[Stored data entries]
>>>>>
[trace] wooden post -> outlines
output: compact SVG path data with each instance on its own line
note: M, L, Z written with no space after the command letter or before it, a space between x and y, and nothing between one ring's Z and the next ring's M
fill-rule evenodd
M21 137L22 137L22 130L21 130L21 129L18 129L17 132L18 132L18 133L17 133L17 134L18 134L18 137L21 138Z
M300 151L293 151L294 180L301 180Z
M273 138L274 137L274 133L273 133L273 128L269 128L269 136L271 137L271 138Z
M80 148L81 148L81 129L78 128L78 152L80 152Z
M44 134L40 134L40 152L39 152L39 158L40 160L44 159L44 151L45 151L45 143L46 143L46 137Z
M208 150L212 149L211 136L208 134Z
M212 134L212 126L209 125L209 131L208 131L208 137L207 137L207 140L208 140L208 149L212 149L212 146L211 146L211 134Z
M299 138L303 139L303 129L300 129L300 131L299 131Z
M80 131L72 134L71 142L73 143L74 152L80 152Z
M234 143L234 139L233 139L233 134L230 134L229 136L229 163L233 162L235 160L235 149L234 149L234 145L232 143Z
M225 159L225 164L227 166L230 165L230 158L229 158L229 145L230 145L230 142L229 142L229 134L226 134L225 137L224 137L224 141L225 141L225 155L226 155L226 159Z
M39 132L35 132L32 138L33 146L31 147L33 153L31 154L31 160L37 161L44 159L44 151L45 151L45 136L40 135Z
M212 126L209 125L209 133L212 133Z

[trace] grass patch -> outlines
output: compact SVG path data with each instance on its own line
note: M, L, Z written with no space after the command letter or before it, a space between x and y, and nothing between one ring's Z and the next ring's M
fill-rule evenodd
<<<<<
DESCRIPTION OF THE TASK: Each entry above must be printed exactly as written.

COMPLETED EXERCISE:
[trace] wooden post -> outlines
output: compact SVG path data with each instance on its own line
note: M, L, Z written with no space after the command letter or before it, a space between x and y, and nothing between one ring's Z and the next ring's M
fill-rule evenodd
M21 137L22 137L22 130L21 130L21 129L18 129L17 132L18 132L18 133L17 133L17 134L18 134L18 137L21 138Z
M300 151L293 151L294 180L301 180Z
M273 138L274 137L274 133L273 133L273 128L269 128L269 136L271 137L271 138Z
M80 148L81 148L81 129L78 128L78 152L80 152Z
M44 134L40 134L40 152L39 152L39 158L40 160L44 159L44 151L45 151L45 143L46 143L46 137Z
M208 150L212 149L211 136L208 134Z
M212 134L212 126L209 125L209 131L208 131L208 137L207 137L207 140L208 140L208 149L212 149L212 146L211 146L211 134Z
M299 138L303 139L303 129L300 129L300 131L299 131Z
M80 131L72 134L71 142L73 143L74 152L80 152Z
M234 143L234 139L233 139L233 134L230 134L229 136L229 163L233 162L235 160L235 149L234 149L234 145L232 143Z
M225 159L225 164L227 166L230 165L230 158L229 158L229 145L230 145L230 142L229 142L229 134L226 134L225 137L224 137L224 141L225 141L225 155L226 155L226 159Z
M39 132L35 132L32 138L33 146L31 147L33 153L31 154L31 160L37 161L44 159L44 151L45 151L45 136L40 135Z
M212 126L209 125L209 133L212 133Z

[trace] grass patch -> outlines
output: compact SVG path data with each instance on its own line
note: M, L, Z written with no space after the command letter or before it, a space between x and y, and nothing between one ring's Z and the next ring's M
fill-rule evenodd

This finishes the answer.